*WRITTEN TASK A:*
In the excerpt about the change of prime minister, why is Michel Barnier described as a man who could well be Gabriel Attal's father? Answer in one to three sentences.

At 6:02 p.m. on Thursday, Gabriel Attal, 35, the youngest prime minister of the Fifth Republic, climbed the steps of the Matignon Palace, accompanying the man who would become its new tenant, the oldest prime minister of the same period, who could well be his father: Michel Barnier, 73 years old. It was the end of a soap opera that has lasted 51 days, but also the failure of the attempt to transform French politics since Macron landed at the Elysée Palace in 2017. Barnier, a renowned negotiator, has been in politics for 51 years and belongs to the Republicans (LR) party, which was not even part of the republican front proposed by the head of state to confront the far right. But above all, the scene of Barnier taking over from Attal also represented a failure to stop the far right, even if that image was more blurred in the courtyard of Matignon.

*EXERCISE MATERIAL:*
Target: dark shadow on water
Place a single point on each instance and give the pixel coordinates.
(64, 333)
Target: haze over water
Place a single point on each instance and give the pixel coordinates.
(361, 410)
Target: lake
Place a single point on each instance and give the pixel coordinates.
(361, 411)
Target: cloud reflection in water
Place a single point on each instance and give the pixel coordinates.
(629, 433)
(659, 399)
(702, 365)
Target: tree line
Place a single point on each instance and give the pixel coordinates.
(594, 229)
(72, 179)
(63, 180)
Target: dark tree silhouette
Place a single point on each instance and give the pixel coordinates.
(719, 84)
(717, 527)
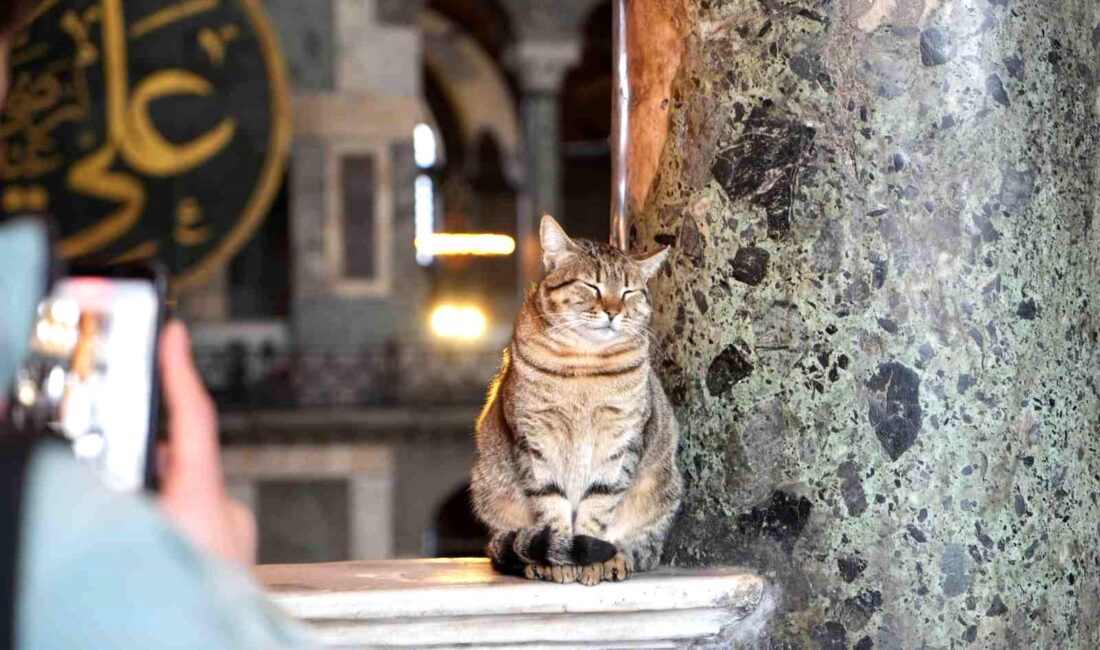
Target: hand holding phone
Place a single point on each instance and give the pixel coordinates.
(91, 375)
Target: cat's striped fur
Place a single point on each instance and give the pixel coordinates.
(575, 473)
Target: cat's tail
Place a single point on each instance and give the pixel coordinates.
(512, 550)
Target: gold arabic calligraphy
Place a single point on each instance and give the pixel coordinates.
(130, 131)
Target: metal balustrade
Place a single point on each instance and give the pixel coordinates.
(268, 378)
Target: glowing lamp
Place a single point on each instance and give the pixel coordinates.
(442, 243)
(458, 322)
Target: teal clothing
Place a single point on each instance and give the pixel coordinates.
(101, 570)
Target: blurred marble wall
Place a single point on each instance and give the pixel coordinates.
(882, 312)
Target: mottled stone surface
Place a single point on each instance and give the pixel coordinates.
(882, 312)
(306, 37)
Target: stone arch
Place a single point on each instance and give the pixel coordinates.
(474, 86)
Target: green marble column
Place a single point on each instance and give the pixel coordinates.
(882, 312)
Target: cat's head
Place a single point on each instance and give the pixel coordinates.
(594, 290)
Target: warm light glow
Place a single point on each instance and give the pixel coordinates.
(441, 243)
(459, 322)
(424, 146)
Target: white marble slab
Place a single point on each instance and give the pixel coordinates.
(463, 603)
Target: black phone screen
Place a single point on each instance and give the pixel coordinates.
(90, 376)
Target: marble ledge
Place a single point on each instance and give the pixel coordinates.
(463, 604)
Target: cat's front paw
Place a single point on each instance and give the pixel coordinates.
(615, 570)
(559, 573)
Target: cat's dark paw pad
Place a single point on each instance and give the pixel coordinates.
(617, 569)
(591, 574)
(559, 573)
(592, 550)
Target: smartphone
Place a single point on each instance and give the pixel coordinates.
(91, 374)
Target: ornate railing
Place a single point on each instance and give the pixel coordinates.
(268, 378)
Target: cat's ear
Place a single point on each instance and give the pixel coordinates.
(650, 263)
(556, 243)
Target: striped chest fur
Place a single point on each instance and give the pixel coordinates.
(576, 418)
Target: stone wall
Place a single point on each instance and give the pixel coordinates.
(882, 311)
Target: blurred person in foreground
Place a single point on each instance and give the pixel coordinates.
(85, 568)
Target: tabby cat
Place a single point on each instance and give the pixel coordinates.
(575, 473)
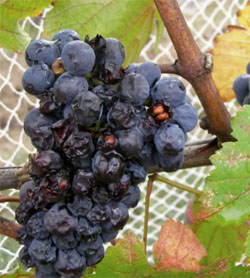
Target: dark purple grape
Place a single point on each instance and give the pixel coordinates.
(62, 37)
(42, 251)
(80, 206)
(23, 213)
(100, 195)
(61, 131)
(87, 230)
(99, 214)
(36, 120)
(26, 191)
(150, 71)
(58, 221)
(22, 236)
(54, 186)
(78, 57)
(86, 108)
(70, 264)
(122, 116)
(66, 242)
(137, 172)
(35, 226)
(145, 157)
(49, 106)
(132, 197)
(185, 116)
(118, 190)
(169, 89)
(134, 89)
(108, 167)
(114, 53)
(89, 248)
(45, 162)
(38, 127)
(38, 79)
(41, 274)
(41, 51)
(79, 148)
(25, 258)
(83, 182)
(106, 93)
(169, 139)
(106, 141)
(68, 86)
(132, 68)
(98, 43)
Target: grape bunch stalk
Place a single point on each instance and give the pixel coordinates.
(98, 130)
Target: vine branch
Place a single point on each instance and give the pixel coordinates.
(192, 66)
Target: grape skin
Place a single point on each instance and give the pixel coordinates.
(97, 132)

*WRITTEN TASK B:*
In the records, from the line with "Target: ornate railing" through the end of the records, replace "grape" with "berry" and change nothing else. Give only those lines, and leave the pictures out.

*TASK SOLUTION A:*
Gabriel Attal, at 35, is the youngest prime minister of the Fifth Republic. Michel Barnier, at 73, is the oldest prime minister of the same period.

*TASK SOLUTION B:*
Target: ornate railing
Place a single point on each instance and give the pixel coordinates.
(268, 378)
Target: cat's ear
Place a single point on each instance and give the pixel coordinates.
(650, 263)
(556, 243)
Target: striped chest fur
Place a single point on each instance and give the pixel coordinates.
(576, 418)
Target: stone wall
Place a single point on each instance and give the pixel coordinates.
(882, 311)
Target: blurred person in foreground
Place a single point on each instance and give the pixel coordinates.
(85, 568)
Target: tabby cat
Place a single point on each instance and give the pixel coordinates.
(575, 473)
Target: dark purple berry
Place a single point on each instance and give the pixel coordinates.
(62, 37)
(42, 251)
(80, 206)
(23, 213)
(100, 195)
(61, 131)
(87, 230)
(99, 214)
(36, 120)
(26, 191)
(150, 71)
(58, 221)
(22, 236)
(54, 186)
(78, 57)
(86, 108)
(70, 264)
(122, 116)
(66, 242)
(137, 172)
(35, 226)
(145, 157)
(49, 106)
(132, 197)
(185, 116)
(118, 190)
(169, 89)
(134, 89)
(108, 167)
(114, 53)
(89, 248)
(45, 162)
(38, 127)
(38, 79)
(41, 274)
(41, 51)
(79, 148)
(25, 258)
(83, 182)
(106, 93)
(169, 139)
(106, 141)
(68, 86)
(132, 68)
(98, 43)
Target: berry bunch stalk
Place a single point on each instance and give the pixel coordinates.
(98, 130)
Target: vine branch
Place a single point on each instance and give the pixel coordinates.
(192, 66)
Target: berry skin
Place a single point on each instance and give the pixel coordinates.
(97, 132)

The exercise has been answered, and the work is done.